Passage provided:
[Start of Attachment]
I've done something similar for my job (translations.openbravo.com) and I just used the commandline option:

from commands import getstatusoutput

command = 'pocount --csv %(file)s | tail -n1'
(status, output) = getstatusoutput(command)

stats = output.split(',')[1:] # discard the name

# now in stats[0] to stats[8] we have the {strings,words}_{translated,fuzzy,untranslated,total}


Hope it helps
Comment 8 Gil Forcada 2011-08-18 20:50:49 UTC
Ok, I'm going for it.

As I see the statistics are kept on three tables:

- pofile
- statistics
- statistics_archived

And are generated (at least) on stats/utils.py method po_file_stats.

Am I correct?

As translation toolkit is already used on stats/utils.py I will use the pocount method (AFAIK there would be needed to create a tempfile since pocount expects a file not a string).

btw the docs/DataModel.odg seems a bit outaded, I will file a bug and a "patch" to update it.
Comment 9 Claude Paroz 2011-08-19 07:30:33 UTC
Hi Gil, great to here from you.

The StatisticsArchived and InformationArchived are not used at all currently. Just ignore them. The statistics fields of the Statistics table are obsolete (as indicated in the code), so don't touch them. Only pofile is of interest to you.

My main worry currently is to find a good way to show these word counts on an already cluttered interface. I'm sure you will have good ideas :-)

I don't think you will have to create any temp file. All files are already available somewhere on the file system.

Good luck!
Comment 10 Gil Forcada 2011-08-19 12:13:44 UTC
Ok, you are talking about stats/models.py right? (I still have to figure out how everything works on a django based apps).

As for how to display them I'm not really concerned by now, first I want to have the statistics generated and later we will figure out how to show them, some random options:

- a toggle (or user preference) to display either words or strings
- use a hover on strings statistics to show the words
- remove strings and only use words?
- ask on gnome-i18n ML?

I'm playing with zenity module and I hope that by the end of this week I will have some more questions and doubts :)
[End of Attachment]
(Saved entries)
[Start of Attachment]
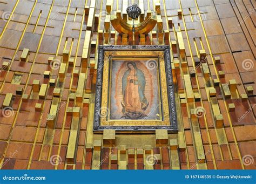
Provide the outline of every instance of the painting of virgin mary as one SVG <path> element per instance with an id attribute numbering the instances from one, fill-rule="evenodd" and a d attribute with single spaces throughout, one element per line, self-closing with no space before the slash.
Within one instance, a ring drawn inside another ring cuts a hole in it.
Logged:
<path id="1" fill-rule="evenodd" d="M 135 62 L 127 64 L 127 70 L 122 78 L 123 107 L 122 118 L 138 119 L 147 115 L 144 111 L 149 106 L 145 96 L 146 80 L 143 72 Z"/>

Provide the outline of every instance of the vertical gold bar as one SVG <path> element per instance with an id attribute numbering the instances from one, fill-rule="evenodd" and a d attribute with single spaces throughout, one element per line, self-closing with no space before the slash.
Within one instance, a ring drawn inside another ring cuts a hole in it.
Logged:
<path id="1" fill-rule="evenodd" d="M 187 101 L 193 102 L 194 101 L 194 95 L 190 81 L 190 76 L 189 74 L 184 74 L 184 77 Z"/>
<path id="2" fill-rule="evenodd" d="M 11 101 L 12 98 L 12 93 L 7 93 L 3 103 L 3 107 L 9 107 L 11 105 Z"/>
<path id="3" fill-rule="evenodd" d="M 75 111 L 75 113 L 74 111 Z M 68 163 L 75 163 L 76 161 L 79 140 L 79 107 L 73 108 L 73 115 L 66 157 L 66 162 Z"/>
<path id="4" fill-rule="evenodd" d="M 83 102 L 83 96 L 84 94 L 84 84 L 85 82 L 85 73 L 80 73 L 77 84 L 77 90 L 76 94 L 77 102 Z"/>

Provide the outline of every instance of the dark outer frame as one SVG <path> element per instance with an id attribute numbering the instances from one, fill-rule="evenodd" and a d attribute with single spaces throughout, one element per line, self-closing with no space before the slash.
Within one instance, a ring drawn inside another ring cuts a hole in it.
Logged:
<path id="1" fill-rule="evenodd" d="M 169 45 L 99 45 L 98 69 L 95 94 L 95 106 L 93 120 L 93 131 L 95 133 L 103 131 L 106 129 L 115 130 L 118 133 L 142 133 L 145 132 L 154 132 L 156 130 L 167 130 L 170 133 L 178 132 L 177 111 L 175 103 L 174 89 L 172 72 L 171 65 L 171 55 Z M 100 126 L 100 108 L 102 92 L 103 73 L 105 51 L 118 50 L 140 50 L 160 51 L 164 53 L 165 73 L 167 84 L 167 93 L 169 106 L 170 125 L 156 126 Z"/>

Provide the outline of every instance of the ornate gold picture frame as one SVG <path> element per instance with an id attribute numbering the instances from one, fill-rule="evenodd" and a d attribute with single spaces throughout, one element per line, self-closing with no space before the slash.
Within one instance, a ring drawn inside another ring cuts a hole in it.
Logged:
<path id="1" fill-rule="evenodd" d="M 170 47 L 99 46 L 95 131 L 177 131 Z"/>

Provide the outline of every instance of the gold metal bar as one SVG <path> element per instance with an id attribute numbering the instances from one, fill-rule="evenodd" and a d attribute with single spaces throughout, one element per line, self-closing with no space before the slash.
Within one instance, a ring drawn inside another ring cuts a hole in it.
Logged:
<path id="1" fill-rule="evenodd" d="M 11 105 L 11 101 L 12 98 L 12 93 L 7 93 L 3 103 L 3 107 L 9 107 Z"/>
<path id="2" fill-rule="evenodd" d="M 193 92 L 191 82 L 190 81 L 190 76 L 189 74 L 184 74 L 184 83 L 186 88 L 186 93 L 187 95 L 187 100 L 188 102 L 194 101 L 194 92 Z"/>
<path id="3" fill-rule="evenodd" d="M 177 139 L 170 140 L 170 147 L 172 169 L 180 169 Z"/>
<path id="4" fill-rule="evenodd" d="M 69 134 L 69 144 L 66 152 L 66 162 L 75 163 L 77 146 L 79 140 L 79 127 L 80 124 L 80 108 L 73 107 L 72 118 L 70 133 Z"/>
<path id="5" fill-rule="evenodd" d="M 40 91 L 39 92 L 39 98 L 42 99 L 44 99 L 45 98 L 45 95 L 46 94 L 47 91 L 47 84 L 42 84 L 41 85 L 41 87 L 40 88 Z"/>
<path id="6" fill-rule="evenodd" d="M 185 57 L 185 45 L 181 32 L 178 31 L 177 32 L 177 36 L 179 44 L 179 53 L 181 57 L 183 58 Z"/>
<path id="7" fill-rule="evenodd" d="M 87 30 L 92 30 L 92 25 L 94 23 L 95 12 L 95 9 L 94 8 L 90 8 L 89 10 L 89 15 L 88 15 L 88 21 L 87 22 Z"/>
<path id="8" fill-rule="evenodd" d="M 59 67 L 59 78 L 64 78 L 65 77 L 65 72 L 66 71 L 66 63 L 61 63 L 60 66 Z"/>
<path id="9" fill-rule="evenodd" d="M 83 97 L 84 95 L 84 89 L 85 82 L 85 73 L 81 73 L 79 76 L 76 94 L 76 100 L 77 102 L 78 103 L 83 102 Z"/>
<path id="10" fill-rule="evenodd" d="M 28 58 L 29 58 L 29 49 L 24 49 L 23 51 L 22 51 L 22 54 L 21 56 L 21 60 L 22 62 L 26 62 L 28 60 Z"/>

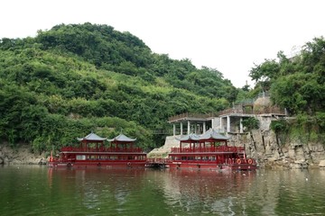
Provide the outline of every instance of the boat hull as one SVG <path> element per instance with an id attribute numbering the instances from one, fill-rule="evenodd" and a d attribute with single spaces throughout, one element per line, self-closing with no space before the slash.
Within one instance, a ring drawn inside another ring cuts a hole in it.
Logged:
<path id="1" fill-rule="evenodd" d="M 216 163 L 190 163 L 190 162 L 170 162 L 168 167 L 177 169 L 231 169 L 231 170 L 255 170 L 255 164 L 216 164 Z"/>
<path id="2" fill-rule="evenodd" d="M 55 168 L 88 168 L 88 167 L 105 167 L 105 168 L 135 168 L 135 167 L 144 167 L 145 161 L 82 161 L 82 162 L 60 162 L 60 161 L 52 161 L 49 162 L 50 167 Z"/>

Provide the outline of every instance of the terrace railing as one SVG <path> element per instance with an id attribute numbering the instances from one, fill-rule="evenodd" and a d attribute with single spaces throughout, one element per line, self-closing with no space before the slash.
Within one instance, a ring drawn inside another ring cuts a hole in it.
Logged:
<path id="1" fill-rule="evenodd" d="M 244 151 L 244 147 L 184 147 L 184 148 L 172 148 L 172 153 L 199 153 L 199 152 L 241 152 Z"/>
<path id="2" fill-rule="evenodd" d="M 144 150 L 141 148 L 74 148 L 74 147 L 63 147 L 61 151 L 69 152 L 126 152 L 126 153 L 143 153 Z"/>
[End of Attachment]
Questions on the material:
1: Using the word-count thread, mark each statement yes or no and quote the words that decide it: (a) Claude Paroz says the StatisticsArchived table is currently in use. (b) Claude Paroz expects that no temp file will be needed. (c) Gil Forcada plans to use the pocount method.
2: Please output the stretch of the word-count thread from "As translation toolkit" through "here from you.", copied character for character.
None of the rows are needed here.

Answers per task:
1:
(a) No: "The StatisticsArchived and InformationArchived are not used at all currently."
(b) Yes: "I don't think you will have to create any temp file."
(c) Yes: "I will use the pocount method"

2:
As translation toolkit is already used on stats/utils.py I will use the pocount method (AFAIK there would be needed to create a tempfile since pocount expects a file not a string).

btw the docs/DataModel.odg seems a bit outaded, I will file a bug and a "patch" to update it.
Comment 9 Claude Paroz 2011-08-19 07:30:33 UTC
Hi Gil, great to here from you.